━━━ LESETEXT

Deshalb sei hier nur darauf hingewiesen, dass folgende Umstände entscheidend für eine Tätigkeit als Arbeitnehmer bei der Vermittlung von Verkaufsgeschäften und damit auch bei der Schaltung der Zeitungsanszeige sprechen: Der Beklagte hat die Makleraufträge bei den Verkaufsgeschäften nicht im eigenen Namen, sondern für die Klägerin unter deren Namen und Logo bearbeitet. Diese hatte ihm ein Büro samt Telefonanschluss zur Verfügung gestellt, von dem er auch das für den Geschäftsführer der Klägerin bestimmte Gespräch entgegennahm. Die Geschäftsunterlagen hatte er dort aufzubewahren. Er hatte mit den Bürokräften der Klägerin zusammenzuarbeiten, was voraussetzte, dass er insoweit in die Arbeitsorganisation eingegliedert war. Mit Schriftsatz vom 18. Juli 2006 hat er selbst vorgetragen, die Anzeigen seien bei der Klägerin verwaltet worden und hätten von jedem Mitarbeiter eingesehen und bearbeitet werden können. Weiter hat er ausgeführt, die von ihm erstellten Anzeigen seien anschließend von Büromitarbeitern der Klägerin an den Zeitungsverlag übermittelt worden. Der Beklagte ist zudem der Ansicht, dass diese Büromitarbeiter und ggf. auch der Geschäftsführer der Klägerin seine Anzeige hätten überprüfen müssen. Schließlich hat der Beklagte auch ohne weiteres akzeptiert, dass der Geschäftsführer der Klägerin - wie der Beklagte vorträgt - die weitere Bearbeitung der Angelegenheit an sich zog und damit dem Beklagten, der sich darum kümmern wollte, eine Einzelanweisung erteilte. Zusammenfassend ist festzustellen, dass der Beklagte innerhalb der Arbeitsorganisation der Klägerin die Zeitungsanzeigen erstellt hat und dabei auch Weisungen des Geschäftsführers befolgen musste (vgl. dazu: Schwab/Weth/Kliemt, ArbGG, § 5 Rdn. 39 ff. m.w.N.).

b. Es braucht nicht näher ausgeführt zu werden, dass der Anspruch auf Ersatz des Schadens wegen verspäteter Erfüllung der Ansprüche auf Erteilung eines Arbeitszeugnisses und Aushändigung der Arbeitspapiere arbeitsrechtlicher Natur ist.

━━━━━━

AUFGABE → Gib den Lesetext beginnend bei „b. Es braucht“ und endend bei „arbeitsrechtlicher Natur ist.“ wieder und tausche dabei „Arbeitszeugnisses“ gegen „Zwischenzeugnisses“ aus. Die Daten spielen hier keine Rolle.

━━━ DATENAUSZUG

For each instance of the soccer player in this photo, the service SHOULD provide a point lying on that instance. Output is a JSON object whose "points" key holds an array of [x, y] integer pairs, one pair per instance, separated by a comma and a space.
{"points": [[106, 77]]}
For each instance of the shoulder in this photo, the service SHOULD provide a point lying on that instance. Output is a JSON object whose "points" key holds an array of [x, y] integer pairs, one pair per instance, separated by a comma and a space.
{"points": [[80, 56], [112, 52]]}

━━━━━━

ANTWORT →
b. Es braucht nicht näher ausgeführt zu werden, dass der Anspruch auf Ersatz des Schadens wegen verspäteter Erfüllung der Ansprüche auf Erteilung eines Zwischenzeugnisses und Aushändigung der Arbeitspapiere arbeitsrechtlicher Natur ist.